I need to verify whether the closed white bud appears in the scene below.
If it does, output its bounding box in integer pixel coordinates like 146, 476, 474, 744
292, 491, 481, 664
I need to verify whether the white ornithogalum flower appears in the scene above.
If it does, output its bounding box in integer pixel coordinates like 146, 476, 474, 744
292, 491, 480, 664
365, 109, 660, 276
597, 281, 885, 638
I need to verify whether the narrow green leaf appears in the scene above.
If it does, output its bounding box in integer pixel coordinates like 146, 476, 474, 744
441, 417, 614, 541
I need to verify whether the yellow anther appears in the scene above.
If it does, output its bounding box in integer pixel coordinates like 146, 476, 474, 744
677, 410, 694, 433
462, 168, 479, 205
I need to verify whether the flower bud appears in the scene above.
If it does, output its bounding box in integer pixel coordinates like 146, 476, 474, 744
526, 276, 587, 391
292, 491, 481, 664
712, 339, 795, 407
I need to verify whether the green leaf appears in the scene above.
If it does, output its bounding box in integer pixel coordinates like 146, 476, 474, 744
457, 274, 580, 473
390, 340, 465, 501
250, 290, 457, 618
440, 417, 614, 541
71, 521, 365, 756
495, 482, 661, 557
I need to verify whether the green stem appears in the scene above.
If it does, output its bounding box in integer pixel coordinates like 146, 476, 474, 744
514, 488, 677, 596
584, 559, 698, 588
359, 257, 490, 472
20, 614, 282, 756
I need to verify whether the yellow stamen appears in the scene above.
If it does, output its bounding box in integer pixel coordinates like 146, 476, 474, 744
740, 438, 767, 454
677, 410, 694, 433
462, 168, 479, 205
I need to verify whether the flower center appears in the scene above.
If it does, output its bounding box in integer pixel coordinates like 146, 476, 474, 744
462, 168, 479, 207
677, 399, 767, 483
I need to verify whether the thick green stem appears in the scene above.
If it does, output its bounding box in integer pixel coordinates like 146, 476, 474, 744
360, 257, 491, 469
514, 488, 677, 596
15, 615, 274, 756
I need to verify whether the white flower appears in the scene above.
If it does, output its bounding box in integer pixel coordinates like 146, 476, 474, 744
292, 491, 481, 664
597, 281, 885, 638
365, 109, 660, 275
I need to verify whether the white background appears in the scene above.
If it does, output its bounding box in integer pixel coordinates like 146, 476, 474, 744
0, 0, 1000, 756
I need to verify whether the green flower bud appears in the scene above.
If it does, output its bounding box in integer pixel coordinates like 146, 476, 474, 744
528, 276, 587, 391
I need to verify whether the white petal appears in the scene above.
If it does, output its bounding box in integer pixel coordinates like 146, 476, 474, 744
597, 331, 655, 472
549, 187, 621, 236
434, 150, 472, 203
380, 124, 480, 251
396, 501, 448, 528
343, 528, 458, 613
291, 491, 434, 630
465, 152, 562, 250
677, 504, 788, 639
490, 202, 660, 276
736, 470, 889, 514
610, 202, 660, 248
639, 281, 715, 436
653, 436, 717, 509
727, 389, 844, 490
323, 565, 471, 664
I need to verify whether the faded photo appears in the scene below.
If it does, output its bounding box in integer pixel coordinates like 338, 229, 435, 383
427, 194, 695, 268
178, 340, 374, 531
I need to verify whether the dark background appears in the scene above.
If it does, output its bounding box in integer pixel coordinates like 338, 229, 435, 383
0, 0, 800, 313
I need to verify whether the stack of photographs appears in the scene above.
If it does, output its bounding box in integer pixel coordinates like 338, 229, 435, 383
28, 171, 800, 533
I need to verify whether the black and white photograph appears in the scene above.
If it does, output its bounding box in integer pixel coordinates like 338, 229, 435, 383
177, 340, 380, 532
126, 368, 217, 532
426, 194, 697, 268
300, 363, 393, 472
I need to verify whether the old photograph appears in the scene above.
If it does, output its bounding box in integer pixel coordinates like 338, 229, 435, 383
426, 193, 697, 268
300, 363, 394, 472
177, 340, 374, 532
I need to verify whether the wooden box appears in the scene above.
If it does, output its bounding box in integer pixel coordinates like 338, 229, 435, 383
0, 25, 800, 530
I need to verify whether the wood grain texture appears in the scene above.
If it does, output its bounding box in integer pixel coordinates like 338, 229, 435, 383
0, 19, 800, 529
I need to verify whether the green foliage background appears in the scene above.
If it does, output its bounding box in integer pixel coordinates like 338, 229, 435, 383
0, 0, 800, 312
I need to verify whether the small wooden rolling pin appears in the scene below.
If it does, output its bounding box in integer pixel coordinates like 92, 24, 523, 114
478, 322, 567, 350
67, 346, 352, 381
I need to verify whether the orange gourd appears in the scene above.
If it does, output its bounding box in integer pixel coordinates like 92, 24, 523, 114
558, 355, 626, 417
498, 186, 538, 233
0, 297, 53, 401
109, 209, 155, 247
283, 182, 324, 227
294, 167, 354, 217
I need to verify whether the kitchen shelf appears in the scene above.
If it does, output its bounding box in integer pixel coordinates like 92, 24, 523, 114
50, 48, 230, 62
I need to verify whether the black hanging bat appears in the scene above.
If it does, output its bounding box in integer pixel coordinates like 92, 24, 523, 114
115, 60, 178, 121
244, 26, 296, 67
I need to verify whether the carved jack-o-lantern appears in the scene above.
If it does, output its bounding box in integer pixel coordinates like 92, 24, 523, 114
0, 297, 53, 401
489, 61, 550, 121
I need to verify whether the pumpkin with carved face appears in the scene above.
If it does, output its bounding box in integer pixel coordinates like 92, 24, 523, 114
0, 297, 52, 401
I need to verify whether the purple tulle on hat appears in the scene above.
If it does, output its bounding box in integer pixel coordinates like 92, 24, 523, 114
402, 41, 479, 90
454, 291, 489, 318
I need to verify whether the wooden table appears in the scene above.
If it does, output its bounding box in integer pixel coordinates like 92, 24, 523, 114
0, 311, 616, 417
* * * * * * * * *
_Task statement_
Rewrite all the records, changing "integer pixel coordinates" to "whole-number pixel coordinates" wherever it occurs and leaving everything else unchanged.

_Expected answer_
I need to verify whether the closed white bud appears in the scene below.
If it does, output its bounding box in whole-number pixel coordinates like 146, 476, 474, 744
292, 491, 481, 664
I need to verify whether the white ornithogalum flower appears in the scene above.
If it does, output its bounding box in whole-number pixel coordinates like 146, 476, 474, 744
292, 491, 480, 664
365, 109, 660, 276
597, 281, 885, 638
I need to verify whether the narrow green leaf appears in the scene above.
If it does, output its bounding box in whole-number pixel coordinates like 146, 476, 474, 744
441, 417, 614, 541
I need to verify whether the yellow anther appears in the scene above.
If it does, output its bounding box in whole-number pixel coordinates like 146, 476, 474, 744
677, 410, 694, 433
462, 168, 479, 205
I need to verify whether the flower bud appears in the scene above.
If it does, output its bounding box in whole-number pixel coordinates like 146, 476, 474, 744
526, 276, 587, 391
292, 491, 481, 664
712, 339, 795, 407
I need to verify whether the green leaf appears in the scene above.
If it does, output its bounding box in whole-number pixel coordinates like 146, 476, 474, 744
457, 274, 580, 473
390, 340, 465, 501
250, 290, 457, 618
440, 417, 614, 541
71, 521, 365, 756
495, 482, 661, 557
I need to verify whether the green stem appears in the scene above.
If it does, output its bounding box in whole-number pixel coordinates like 146, 476, 474, 744
514, 488, 677, 596
584, 559, 698, 588
359, 257, 490, 472
20, 614, 282, 756
I need to verify whether the yellow stamen appears in the scene above.
If it does, output its bounding box in whole-number pixel coordinates like 146, 476, 474, 744
740, 438, 767, 454
677, 410, 694, 433
462, 168, 479, 205
I need to verify whether the flower center appears in the scene above.
If it does, output its bounding box in whole-number pixel coordinates like 146, 476, 474, 744
462, 168, 479, 207
677, 399, 767, 483
I need to verify whether the thick green stem appears in the scene above.
If it does, output its bounding box in whole-number pixel coordinates like 146, 476, 474, 744
360, 257, 491, 469
514, 488, 677, 596
15, 615, 274, 756
I need to verify whether the white flower appears in the scene above.
If it does, output its bounding box in whole-number pixel coordinates like 146, 476, 474, 744
292, 491, 481, 664
597, 281, 885, 638
365, 109, 660, 275
I need to verify whether the white background appears in the scene above.
If it does, output its bounding box in whole-number pixel coordinates like 146, 476, 474, 744
0, 0, 1000, 756
I need to verify whether the green flower bud appears in the scene above.
If it does, output its bounding box in whole-number pixel coordinates like 146, 476, 474, 744
528, 276, 587, 391
I need to verify whether the white petal appears in the scene above.
If it does, output its bounding box in whole-number pixel coordinates like 146, 476, 474, 744
597, 331, 655, 472
549, 187, 621, 236
434, 150, 472, 203
380, 124, 480, 251
396, 501, 448, 528
343, 528, 458, 613
291, 491, 434, 630
465, 152, 562, 250
677, 504, 788, 639
490, 202, 660, 276
736, 470, 889, 514
610, 202, 660, 248
639, 281, 715, 436
653, 436, 717, 509
727, 389, 844, 490
323, 565, 471, 664
I need to verify whether the faded photo appears in the scene below.
If it does, output its bounding box in whole-number pixel coordinates like 338, 229, 435, 383
427, 194, 695, 268
178, 340, 374, 531
I need to verify whether the dark background appears in the scene above.
If it does, output its bounding box in whole-number pixel coordinates like 338, 229, 435, 383
0, 0, 800, 313
I need to verify whether the stack of photographs appears in the scene above.
If it does, output its bounding box in whole-number pixel coordinates like 338, 229, 435, 383
28, 171, 800, 533
I need to verify whether the black and white photograph appears in the scene above.
If it does, output its bounding box in whole-number pixel coordinates like 338, 229, 435, 383
177, 340, 380, 532
126, 368, 217, 532
426, 194, 697, 268
300, 363, 393, 472
I need to verify whether the old photograph appears in the scene above.
If it does, output its bounding box in whole-number pixel coordinates like 338, 229, 435, 383
426, 193, 697, 268
300, 363, 394, 472
177, 340, 374, 532
I need to verify whether the wooden box appears in the scene above.
If it does, output its bounding box in whole-number pixel coordinates like 338, 229, 435, 383
0, 25, 800, 530
I need to verify whether the wood grain texture appears in the scene above.
If it does, output its bounding box in whole-number pixel coordinates like 338, 229, 435, 383
0, 19, 800, 529
I need to verify whether the green foliage background appears in the scene above.
If it does, output its bounding box in whole-number pixel coordinates like 338, 229, 435, 383
0, 0, 800, 312
I need to verify whether the small wooden rolling pin appears in the scene below.
If it does, output its bounding box in whole-number pixel coordinates like 92, 24, 523, 114
478, 322, 567, 350
67, 346, 352, 381
I need to verify whether the orange gourd appears in the scene above.
If it does, output its bounding box in whole-number pixel coordinates like 92, 24, 523, 114
558, 355, 626, 417
498, 186, 538, 233
0, 297, 53, 401
109, 209, 155, 247
283, 182, 324, 227
294, 167, 354, 217
I need to verify whether the kitchen shelf appears in the scene above.
If it does, output its bounding box in whole-number pixel coordinates like 92, 24, 523, 114
50, 48, 230, 62
I need to verify whether the black hanging bat appears in the scene above.
If it does, output its bounding box in whole-number pixel coordinates like 92, 24, 523, 114
115, 60, 178, 121
244, 26, 296, 67
I need to verify whether the carved jack-o-lantern appears in the scene above.
If it does, output its bounding box in whole-number pixel coordinates like 92, 24, 523, 114
0, 297, 53, 401
489, 61, 550, 121
I need to verify whether the pumpkin with carved face appears in the scene above.
If it does, output its bounding box in whole-number pixel coordinates like 92, 24, 523, 114
0, 297, 52, 401
I need to verify whether the purple tulle on hat appears in the scene above.
If it does, output its bounding box in whole-number pixel coordinates like 92, 24, 523, 114
402, 41, 479, 90
454, 291, 489, 318
I need to verify whether the wooden table appears in the scene above.
If it does, output its bounding box in whole-number pixel coordinates like 92, 24, 523, 114
0, 311, 616, 417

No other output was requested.